### WRITTEN INSTRUCTION
Output, word for word, the stretch of the records from the line containing "ladybug shell, one" through the last line of the records, and nothing else.

### RECORDS SUPPLIED
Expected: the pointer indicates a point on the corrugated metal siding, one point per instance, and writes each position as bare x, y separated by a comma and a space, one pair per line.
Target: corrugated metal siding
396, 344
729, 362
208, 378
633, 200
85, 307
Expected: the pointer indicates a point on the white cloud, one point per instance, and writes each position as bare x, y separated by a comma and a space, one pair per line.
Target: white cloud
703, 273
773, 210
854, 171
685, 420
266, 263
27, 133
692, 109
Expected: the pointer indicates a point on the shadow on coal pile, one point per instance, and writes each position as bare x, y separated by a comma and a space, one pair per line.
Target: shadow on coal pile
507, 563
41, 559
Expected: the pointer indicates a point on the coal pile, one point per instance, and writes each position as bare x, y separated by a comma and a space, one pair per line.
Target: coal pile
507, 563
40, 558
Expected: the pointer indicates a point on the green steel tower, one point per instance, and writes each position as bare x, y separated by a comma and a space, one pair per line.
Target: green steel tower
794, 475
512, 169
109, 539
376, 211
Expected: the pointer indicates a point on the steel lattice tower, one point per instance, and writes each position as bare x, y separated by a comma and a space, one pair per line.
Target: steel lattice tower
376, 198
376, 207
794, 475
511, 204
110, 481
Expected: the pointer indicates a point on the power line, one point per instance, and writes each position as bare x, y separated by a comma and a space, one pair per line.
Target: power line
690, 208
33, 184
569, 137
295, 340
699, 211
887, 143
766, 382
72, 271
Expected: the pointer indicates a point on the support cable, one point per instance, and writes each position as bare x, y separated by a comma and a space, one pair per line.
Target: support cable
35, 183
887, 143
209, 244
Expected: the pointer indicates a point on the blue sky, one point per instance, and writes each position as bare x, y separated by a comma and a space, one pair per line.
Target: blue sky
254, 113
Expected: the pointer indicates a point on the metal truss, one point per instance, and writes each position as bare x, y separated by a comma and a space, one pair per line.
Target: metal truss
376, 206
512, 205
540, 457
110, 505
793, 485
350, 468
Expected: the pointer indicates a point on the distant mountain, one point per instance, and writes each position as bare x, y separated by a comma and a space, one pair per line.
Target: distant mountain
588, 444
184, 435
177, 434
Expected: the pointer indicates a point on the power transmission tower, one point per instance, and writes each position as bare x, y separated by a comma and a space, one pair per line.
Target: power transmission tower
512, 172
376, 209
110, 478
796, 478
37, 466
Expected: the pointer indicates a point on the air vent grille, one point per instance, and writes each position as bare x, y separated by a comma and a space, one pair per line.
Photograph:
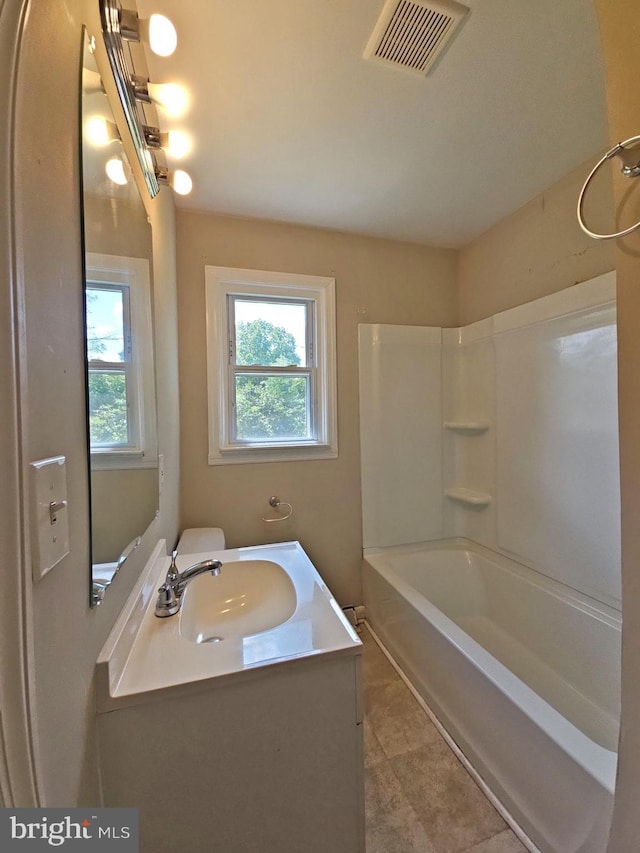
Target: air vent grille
411, 34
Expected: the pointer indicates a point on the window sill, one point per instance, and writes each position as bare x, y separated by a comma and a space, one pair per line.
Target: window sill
233, 455
111, 460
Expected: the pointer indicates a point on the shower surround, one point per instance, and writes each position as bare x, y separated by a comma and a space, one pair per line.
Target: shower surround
511, 447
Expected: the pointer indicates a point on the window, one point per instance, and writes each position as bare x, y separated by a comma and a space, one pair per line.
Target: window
271, 366
120, 362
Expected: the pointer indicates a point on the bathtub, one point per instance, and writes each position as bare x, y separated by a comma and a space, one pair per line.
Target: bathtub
522, 672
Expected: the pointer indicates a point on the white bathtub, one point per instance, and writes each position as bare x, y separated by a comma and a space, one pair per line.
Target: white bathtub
522, 672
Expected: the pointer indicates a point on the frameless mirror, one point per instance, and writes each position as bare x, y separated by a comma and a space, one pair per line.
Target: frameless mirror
119, 340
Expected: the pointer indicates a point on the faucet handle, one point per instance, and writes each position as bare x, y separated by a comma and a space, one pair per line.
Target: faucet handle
167, 604
172, 572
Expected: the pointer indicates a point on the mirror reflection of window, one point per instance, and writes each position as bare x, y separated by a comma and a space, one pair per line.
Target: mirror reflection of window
121, 423
109, 362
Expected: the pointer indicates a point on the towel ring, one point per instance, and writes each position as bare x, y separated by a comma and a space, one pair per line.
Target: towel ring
629, 168
276, 503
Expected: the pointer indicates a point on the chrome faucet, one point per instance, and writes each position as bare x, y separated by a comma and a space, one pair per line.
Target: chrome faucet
171, 591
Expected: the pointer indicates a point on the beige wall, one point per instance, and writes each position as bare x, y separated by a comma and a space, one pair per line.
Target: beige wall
537, 250
377, 281
620, 32
43, 411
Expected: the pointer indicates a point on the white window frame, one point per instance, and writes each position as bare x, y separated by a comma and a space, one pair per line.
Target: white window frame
134, 275
224, 282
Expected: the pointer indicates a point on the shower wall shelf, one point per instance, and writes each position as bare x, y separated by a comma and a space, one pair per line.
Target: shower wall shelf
469, 427
469, 497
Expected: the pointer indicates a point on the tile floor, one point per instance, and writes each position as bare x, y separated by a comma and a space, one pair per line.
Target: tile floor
419, 798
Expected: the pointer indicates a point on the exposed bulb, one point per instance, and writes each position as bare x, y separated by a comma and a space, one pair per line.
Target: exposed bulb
170, 96
115, 171
163, 38
181, 182
99, 131
157, 31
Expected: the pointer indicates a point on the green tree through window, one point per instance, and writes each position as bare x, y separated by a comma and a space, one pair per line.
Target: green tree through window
269, 406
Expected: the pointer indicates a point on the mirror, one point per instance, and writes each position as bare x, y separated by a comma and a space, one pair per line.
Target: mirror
121, 417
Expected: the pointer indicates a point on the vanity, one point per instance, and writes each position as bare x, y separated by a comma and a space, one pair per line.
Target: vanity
235, 725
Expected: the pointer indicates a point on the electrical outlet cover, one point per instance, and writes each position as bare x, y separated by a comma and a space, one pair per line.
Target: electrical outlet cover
50, 529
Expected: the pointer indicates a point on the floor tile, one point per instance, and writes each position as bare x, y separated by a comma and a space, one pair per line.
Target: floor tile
392, 824
399, 723
373, 752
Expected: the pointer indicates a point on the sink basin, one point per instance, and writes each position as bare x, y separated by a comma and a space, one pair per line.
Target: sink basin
246, 598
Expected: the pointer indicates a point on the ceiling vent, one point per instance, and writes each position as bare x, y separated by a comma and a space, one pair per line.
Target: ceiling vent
411, 34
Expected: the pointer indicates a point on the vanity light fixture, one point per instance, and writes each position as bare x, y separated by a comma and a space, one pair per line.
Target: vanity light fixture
180, 181
135, 92
170, 96
157, 31
176, 143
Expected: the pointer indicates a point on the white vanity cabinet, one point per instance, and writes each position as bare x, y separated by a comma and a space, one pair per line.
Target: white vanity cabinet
266, 758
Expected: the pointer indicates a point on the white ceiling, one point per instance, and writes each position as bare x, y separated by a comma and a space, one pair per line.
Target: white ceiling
290, 122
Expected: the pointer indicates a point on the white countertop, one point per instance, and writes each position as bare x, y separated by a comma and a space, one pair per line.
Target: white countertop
144, 654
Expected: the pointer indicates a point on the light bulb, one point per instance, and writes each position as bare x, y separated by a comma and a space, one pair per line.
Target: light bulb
163, 38
99, 131
115, 171
181, 182
178, 144
170, 96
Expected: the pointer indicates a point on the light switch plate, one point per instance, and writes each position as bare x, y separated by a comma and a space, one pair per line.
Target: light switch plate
50, 515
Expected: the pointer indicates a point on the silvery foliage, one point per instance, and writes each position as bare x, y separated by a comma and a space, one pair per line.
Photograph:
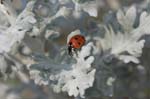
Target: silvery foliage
90, 72
12, 31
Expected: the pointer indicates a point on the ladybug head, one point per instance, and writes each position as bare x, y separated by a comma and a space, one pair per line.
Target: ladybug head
70, 49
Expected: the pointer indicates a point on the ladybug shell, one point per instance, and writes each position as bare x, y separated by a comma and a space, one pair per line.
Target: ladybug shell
77, 41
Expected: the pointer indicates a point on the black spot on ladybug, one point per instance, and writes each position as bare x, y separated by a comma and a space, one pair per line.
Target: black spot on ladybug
70, 43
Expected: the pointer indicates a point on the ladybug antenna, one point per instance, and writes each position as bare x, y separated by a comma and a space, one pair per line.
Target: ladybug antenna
70, 50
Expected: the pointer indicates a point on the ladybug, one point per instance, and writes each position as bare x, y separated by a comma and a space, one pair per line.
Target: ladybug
76, 42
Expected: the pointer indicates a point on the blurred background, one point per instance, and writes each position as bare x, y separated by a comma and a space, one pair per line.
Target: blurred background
133, 81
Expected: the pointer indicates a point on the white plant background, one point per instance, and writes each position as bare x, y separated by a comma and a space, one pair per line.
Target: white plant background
114, 62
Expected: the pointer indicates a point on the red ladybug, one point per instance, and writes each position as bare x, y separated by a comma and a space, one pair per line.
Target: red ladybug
76, 42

### THE RESPONSE
Expected: the pointer indicates a point on the ladybug shell, one point per instance, and writes each position as bare x, y separated by a comma and a space, one pair per line.
Target: ladybug shell
77, 41
Expected: the pointer indicates a point on the black spot on ladybug, one point per instance, and writes each position as bare x, y separated by a comma and a space, one pair per line.
Target: black spot on ladybug
70, 43
Expected: the pointer indicates a point on the ladybug antenna, one point per instance, and writes each position as bare x, y separated by a comma and a space, one pair per line.
Target: ladybug antenna
70, 50
Expected: the pointer indicates a point on the ladybug, one point per instance, and writes each position as bare x, y separated by a comma and a space, one pair per line.
Target: ladybug
76, 42
Expected: the pointer indicates a point on the blurred background, one point per instance, and writes each position as bare x, y separated by a comma and a space, one pair per line.
Target: blurred background
133, 81
Expected: the pointer indicates a point on the white plant background, one point per instance, and writes each position as bare x, y separated by a comma and a space, one pair per line.
Target: white plant background
114, 62
Expected: the pointer indicates a point on the red ladybug, one point per instance, and writes each position as bare x, y separated by a comma and a space, one pair per line.
Target: red ladybug
76, 42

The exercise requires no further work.